#### GIVEN TASK:
Lay out as a numbered list only the lines of the items beginning with the line that contains "Where can you see the white stone" and continuing through the line that contains "column 130, row 134", including both, and omit any blank lines.

Raw records
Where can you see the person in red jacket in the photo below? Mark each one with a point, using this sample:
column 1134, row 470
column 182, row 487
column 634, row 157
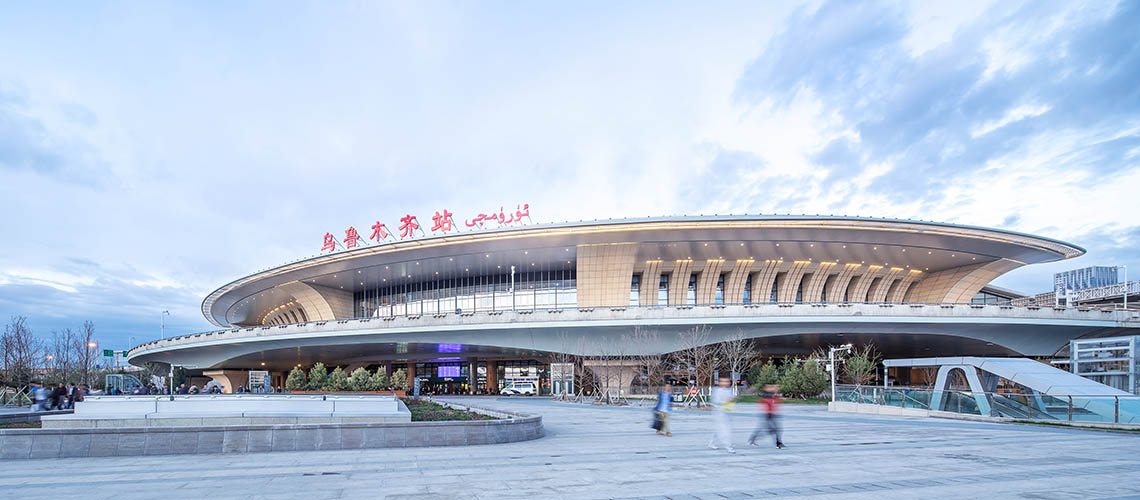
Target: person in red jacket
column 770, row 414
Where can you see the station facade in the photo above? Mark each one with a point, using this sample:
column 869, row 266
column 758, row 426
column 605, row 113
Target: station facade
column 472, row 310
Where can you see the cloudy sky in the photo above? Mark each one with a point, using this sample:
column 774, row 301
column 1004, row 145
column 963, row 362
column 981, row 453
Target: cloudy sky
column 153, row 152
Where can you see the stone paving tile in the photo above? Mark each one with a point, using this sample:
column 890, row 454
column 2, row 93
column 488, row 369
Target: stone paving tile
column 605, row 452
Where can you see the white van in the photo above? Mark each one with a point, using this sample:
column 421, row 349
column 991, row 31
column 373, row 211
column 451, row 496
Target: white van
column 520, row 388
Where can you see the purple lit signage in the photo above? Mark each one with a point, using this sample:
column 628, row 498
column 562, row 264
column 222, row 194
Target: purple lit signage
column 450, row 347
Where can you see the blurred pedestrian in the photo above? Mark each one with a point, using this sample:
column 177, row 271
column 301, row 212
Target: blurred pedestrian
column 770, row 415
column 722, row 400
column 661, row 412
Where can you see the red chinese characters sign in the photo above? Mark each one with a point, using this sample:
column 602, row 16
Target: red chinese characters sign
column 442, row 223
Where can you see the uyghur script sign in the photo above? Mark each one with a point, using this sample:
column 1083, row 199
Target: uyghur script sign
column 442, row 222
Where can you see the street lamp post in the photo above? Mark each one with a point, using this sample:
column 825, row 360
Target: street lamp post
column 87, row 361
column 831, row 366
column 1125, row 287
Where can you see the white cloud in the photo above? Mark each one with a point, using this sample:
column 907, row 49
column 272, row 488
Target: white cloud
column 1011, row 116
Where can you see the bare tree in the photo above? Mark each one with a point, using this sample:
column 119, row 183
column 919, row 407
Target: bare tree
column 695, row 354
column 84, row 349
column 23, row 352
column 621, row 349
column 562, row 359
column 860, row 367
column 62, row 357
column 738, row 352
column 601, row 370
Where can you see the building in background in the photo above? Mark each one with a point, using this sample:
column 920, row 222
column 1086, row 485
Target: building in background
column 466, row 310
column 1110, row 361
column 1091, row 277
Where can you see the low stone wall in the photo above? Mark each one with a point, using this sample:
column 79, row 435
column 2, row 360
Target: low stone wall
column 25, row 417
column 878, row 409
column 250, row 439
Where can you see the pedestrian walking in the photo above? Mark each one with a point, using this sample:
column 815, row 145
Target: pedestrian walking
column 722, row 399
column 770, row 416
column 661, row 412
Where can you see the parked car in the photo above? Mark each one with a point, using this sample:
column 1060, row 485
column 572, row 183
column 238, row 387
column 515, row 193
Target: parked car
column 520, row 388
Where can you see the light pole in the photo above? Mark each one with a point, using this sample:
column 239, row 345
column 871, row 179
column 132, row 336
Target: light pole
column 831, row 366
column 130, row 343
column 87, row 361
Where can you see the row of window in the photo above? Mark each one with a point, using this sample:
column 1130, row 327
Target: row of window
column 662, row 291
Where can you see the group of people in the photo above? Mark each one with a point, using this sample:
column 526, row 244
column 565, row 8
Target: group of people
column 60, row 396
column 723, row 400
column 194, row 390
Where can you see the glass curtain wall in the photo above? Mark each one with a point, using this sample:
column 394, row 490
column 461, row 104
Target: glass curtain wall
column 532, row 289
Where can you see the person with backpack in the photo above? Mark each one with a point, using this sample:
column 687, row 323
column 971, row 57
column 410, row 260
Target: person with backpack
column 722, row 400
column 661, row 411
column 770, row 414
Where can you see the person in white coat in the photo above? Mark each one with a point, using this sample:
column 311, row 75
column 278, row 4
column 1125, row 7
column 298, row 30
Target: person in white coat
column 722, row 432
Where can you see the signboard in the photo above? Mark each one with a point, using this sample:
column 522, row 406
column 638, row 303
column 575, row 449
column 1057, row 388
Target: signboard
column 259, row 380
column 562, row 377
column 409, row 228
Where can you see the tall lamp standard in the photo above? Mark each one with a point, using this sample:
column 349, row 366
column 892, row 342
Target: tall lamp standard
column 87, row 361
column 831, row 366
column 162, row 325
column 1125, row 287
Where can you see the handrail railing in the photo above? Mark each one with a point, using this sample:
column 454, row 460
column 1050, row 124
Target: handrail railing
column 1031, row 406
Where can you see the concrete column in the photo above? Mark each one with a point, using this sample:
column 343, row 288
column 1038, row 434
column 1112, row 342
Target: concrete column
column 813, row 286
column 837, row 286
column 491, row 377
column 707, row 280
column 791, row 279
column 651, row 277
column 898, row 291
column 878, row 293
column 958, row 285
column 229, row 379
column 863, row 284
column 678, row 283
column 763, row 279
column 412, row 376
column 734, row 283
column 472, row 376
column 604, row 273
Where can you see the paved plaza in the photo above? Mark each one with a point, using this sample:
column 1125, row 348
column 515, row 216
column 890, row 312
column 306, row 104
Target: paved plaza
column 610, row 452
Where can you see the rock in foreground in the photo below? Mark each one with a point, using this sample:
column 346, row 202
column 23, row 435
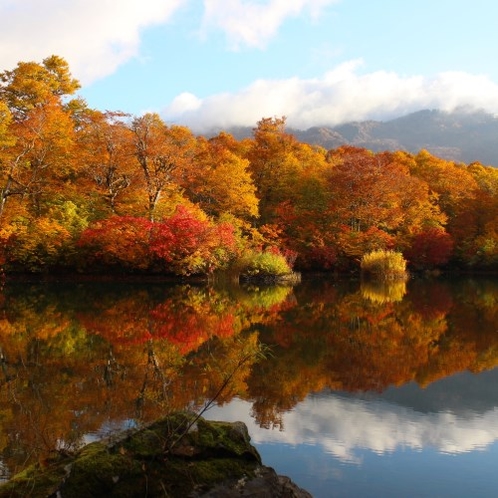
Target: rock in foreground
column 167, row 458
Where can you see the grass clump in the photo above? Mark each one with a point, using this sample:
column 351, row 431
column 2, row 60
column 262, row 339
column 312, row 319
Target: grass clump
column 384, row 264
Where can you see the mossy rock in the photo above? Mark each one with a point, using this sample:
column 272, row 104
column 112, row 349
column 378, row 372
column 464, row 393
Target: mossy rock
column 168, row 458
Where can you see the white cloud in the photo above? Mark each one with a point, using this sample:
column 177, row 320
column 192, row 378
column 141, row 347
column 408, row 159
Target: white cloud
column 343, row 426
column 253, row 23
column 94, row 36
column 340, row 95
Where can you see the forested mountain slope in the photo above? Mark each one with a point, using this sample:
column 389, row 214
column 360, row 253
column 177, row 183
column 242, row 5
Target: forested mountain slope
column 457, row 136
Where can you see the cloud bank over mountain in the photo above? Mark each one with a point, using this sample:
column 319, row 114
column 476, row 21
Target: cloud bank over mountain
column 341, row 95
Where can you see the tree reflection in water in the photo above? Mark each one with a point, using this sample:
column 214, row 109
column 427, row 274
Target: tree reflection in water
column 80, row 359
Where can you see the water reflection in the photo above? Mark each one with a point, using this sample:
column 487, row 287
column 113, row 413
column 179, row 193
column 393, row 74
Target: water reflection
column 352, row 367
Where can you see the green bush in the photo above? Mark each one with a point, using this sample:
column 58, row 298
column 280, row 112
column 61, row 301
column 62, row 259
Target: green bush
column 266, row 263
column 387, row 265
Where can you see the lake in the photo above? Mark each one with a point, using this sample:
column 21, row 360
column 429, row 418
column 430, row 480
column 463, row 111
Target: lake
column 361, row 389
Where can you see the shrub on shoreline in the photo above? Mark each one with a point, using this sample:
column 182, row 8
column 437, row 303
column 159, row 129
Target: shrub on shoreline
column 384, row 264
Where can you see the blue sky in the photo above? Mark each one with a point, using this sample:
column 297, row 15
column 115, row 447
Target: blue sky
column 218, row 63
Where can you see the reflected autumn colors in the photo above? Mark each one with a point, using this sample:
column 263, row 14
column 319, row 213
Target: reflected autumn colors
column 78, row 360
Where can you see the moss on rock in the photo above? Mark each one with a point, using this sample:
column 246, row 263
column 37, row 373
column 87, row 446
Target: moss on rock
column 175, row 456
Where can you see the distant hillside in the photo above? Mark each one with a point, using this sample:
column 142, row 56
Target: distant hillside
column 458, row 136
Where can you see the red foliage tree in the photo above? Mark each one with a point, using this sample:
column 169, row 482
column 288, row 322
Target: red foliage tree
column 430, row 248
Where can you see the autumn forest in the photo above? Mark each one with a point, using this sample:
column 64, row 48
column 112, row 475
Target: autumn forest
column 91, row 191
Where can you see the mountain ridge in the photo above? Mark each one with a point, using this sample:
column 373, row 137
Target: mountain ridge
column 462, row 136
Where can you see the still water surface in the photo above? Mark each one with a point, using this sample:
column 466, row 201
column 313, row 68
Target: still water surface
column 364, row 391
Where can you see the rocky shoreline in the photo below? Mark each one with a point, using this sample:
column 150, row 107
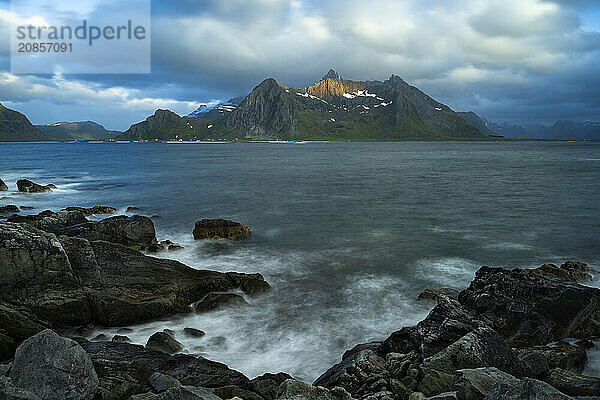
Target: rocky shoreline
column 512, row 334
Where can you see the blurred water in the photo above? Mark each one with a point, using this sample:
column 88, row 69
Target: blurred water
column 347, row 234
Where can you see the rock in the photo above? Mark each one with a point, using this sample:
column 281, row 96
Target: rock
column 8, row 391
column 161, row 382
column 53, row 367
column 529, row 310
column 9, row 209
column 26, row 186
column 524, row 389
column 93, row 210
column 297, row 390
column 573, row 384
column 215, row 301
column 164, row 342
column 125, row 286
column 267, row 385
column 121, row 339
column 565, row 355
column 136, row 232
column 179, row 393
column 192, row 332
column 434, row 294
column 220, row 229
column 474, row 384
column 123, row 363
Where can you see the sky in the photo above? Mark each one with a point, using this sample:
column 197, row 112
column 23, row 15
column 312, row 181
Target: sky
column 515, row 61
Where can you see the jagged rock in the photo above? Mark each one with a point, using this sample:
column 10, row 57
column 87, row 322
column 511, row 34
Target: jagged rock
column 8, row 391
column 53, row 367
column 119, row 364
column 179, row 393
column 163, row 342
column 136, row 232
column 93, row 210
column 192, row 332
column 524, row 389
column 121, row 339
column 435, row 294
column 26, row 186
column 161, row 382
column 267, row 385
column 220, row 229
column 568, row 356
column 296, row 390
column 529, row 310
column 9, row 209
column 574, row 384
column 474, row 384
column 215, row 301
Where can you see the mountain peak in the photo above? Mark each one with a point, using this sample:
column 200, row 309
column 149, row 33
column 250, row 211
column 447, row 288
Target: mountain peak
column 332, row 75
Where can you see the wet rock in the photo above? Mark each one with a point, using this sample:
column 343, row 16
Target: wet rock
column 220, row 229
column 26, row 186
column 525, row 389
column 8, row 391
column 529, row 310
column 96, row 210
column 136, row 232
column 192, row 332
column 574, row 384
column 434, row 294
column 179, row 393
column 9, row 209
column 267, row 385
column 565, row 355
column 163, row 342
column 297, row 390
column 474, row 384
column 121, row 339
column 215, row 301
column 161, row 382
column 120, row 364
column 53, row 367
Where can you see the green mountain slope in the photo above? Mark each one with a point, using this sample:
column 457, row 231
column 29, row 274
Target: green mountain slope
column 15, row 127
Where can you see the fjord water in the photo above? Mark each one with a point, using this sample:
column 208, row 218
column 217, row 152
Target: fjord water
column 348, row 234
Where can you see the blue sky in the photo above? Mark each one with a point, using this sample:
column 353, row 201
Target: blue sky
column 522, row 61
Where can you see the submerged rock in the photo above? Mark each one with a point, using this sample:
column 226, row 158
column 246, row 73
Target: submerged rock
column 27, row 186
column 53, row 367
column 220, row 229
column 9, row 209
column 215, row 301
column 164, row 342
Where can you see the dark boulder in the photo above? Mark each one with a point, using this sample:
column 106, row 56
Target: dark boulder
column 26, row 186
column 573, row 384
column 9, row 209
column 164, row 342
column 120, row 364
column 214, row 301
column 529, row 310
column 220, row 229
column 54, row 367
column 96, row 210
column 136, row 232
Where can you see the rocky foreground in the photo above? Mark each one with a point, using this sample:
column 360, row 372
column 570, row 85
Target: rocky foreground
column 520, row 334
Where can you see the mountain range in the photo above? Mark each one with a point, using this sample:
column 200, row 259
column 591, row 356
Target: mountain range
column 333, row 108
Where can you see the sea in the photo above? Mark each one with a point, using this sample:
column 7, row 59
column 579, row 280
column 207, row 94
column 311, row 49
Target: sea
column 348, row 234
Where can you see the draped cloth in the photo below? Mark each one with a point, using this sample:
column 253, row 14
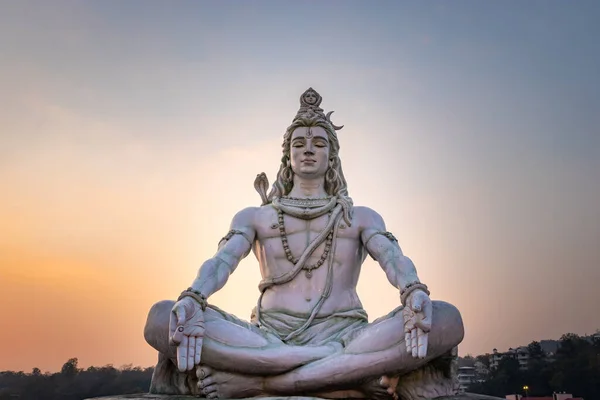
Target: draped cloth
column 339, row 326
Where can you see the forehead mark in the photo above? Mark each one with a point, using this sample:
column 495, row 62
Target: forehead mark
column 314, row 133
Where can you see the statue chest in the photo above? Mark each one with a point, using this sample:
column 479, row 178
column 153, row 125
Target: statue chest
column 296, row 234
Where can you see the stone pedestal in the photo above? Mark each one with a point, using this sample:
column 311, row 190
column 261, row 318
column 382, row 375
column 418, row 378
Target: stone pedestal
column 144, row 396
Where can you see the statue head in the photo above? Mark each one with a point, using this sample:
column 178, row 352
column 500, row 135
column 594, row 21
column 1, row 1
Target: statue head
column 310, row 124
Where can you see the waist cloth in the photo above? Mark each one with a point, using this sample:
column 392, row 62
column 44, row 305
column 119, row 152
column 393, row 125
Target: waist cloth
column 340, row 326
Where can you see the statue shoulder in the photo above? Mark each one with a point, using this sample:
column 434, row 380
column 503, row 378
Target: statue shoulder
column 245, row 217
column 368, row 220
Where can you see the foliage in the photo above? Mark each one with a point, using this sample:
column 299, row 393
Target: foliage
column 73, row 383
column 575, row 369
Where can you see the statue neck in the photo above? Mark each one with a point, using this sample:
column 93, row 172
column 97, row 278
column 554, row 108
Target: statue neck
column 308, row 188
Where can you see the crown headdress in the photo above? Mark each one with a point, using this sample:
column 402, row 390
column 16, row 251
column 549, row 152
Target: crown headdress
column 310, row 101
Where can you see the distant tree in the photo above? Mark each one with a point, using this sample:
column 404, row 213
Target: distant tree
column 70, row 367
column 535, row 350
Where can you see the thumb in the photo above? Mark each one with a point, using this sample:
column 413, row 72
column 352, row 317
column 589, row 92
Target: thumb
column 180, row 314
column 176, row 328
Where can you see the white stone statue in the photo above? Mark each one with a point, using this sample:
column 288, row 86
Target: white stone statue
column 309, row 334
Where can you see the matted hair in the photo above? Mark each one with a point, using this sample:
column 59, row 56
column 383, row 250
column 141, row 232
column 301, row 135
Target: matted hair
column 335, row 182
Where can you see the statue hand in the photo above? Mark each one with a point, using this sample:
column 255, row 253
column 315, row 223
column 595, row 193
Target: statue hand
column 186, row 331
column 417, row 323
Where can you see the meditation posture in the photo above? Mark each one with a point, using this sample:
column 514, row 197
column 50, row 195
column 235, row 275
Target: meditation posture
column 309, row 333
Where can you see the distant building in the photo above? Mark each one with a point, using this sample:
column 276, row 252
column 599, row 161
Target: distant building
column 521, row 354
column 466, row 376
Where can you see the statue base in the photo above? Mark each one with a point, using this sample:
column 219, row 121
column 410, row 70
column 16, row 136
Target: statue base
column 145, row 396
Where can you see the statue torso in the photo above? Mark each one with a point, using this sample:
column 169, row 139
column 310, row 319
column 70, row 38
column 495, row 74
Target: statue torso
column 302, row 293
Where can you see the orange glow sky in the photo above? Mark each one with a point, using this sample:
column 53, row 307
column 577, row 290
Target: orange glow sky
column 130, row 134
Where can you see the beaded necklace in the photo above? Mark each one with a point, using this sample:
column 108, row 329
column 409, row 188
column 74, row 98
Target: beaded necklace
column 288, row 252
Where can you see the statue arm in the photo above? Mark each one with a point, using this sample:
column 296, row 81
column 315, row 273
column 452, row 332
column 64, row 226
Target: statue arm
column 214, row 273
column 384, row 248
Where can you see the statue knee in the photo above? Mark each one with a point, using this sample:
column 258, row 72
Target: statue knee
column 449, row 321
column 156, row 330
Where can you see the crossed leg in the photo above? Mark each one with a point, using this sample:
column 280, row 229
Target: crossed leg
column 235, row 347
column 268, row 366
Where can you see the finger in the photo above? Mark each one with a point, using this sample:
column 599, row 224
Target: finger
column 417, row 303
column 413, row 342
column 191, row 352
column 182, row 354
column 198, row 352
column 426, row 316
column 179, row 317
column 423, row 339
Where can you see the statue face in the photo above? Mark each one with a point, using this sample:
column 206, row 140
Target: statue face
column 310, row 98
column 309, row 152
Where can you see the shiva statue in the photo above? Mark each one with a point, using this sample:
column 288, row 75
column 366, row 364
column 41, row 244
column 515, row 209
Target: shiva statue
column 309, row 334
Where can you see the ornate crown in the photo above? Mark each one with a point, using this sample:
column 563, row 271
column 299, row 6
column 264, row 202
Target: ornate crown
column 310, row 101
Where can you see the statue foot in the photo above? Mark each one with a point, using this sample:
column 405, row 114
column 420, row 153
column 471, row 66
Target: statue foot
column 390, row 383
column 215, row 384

#### TASK RESULT:
1. Where can you see the white stone statue in the photo above? Mark each one with a point, using this sample:
2. column 288, row 86
3. Target: white stone statue
4. column 309, row 334
5. Where can you see the matted hair in the photo above? Mark each one with a point, using this sample:
6. column 59, row 56
7. column 383, row 250
8. column 141, row 232
9. column 301, row 135
10. Target: matted hair
11. column 335, row 182
12. Where can you see the statue hand in the photo above? Mark each one with a point, using this sample:
13. column 255, row 253
14. column 315, row 223
15. column 595, row 193
16. Target: statue hand
17. column 186, row 331
18. column 417, row 323
19. Where can you see the meditation posture in the photo above? Mark each one with a point, using this sample:
20. column 514, row 197
21. column 50, row 195
22. column 235, row 275
23. Target: meditation posture
24. column 309, row 333
25. Where can you see the distant building in the photo above? Mark each one with a point, using this sample:
26. column 276, row 252
27. column 599, row 161
28. Target: distant building
29. column 521, row 354
30. column 466, row 376
31. Where can you see the statue base in the photo above? Mark each one with a point, using this sample:
32. column 219, row 121
33. column 410, row 70
34. column 16, row 136
35. Target: statue base
36. column 145, row 396
37. Where can you see the statue torso in the photo above? Mark each one with a point, using this sample:
38. column 169, row 139
39. column 310, row 319
40. column 70, row 38
41. column 495, row 74
42. Target: statue torso
43. column 302, row 293
44. Where can you see the orange glow sky in the photo above? Mark each one with a point, using this sample:
45. column 53, row 307
46. column 577, row 290
47. Target: orange glow sky
48. column 130, row 134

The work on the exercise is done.